→ TASK STATEMENT: Your answer should be the complete set of entries, transcribed exactly.

(Stored data entries)
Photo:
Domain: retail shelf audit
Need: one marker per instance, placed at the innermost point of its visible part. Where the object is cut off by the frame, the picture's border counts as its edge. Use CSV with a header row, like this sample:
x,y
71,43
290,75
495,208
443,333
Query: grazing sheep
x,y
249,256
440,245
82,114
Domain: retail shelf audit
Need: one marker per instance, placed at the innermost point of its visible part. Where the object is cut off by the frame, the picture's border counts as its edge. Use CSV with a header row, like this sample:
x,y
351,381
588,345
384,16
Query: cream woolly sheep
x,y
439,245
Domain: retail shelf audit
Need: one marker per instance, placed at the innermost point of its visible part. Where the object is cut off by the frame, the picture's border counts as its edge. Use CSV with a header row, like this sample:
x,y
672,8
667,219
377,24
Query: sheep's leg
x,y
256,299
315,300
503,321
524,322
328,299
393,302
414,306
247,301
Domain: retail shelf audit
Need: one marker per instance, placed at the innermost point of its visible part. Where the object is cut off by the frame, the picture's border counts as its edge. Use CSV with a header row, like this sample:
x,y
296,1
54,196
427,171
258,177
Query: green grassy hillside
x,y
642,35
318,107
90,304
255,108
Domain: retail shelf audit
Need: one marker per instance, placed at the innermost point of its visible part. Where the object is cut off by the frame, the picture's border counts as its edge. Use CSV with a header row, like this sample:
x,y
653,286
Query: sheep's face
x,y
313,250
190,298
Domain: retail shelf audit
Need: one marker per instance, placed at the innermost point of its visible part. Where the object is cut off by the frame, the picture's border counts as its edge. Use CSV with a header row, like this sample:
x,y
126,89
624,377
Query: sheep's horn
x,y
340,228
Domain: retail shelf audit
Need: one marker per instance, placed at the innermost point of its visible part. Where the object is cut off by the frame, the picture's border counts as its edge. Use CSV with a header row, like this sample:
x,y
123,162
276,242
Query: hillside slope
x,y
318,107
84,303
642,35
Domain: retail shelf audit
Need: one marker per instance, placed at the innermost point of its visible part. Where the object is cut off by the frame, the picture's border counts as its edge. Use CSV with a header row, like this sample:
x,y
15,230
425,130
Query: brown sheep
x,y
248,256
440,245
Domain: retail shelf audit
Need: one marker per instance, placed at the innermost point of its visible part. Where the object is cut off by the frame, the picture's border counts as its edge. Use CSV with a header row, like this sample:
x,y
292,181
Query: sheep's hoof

→ PROBLEM SOLUTION:
Photo:
Domain: retail shelf audit
Need: one marker per instance, placed at the innermost point of its visible part. Where the object is cut off by the frame, the picture's border counts as its edge. Use CSV with a header row, like this sample:
x,y
71,43
290,75
495,208
443,333
Query: grazing sheep
x,y
249,256
440,245
82,114
Domain: retail shelf audit
Need: one marker per instance, placed at the innermost point of its visible part. Where the object is cut off by the frame, the picture's border counts as its edge. Use CSV with a header row, like this sample:
x,y
351,381
588,345
384,16
Query: cream woolly sheep
x,y
439,245
Domain: retail shelf audit
Need: one marker per instance, placed at the innermost point of its visible part. Where the object is cut off by the frame, the picture's border counts as its edge. Use CSV with a header row, like this sample:
x,y
672,8
667,219
377,24
Query: sheep's leg
x,y
256,299
315,300
503,321
524,322
328,299
393,302
414,306
247,301
Domain: retail shelf audit
Need: one marker per instance, placed at the innermost point of its visible part. Where the object is cut off by the frame, the picture's border counts as its edge. Use CSV with a header row, like this sample:
x,y
296,1
54,196
427,171
258,177
Query: green grassy hillside
x,y
642,35
318,107
90,304
255,108
Domain: retail shelf audit
Need: one marker per instance, placed at the innermost point of its visible part. Where the object is cut off by the frame, the picture's border counts as its edge. Use CSV with a header row, like this sample:
x,y
653,286
Query: sheep's face
x,y
313,250
190,298
Domain: retail shelf audit
Need: one marker per instance, placed at the innermost point of its visible part. Where the object is cut off by the frame, the picture's border counts as its edge. Use CSV with a header row, like this sample:
x,y
126,89
624,377
Query: sheep's horn
x,y
340,228
Domain: retail shelf audit
Need: one marker per instance, placed at the innermost point of its visible part. Where the object is cut off by the frame, the picture's border counts as its edge. Use CSV with a header row, like this sample:
x,y
123,162
276,242
Query: hillside slope
x,y
318,107
84,303
642,35
Domain: retail shelf audit
Need: one marker per instance, placed at the innermost point of its visible part. Where the object is cut off by the frame, the picture's border counts as its edge. Use CSV with a header row, like this sample:
x,y
15,230
425,130
Query: brown sheep
x,y
248,256
440,245
Domain: retail shelf audit
Need: one marker per instance, placed at the innermost point of its visible part. Where the object is cut off by the frame, the picture's border counts as its edge. Use CSV with a header row, like this sample:
x,y
292,181
Query: sheep's hoof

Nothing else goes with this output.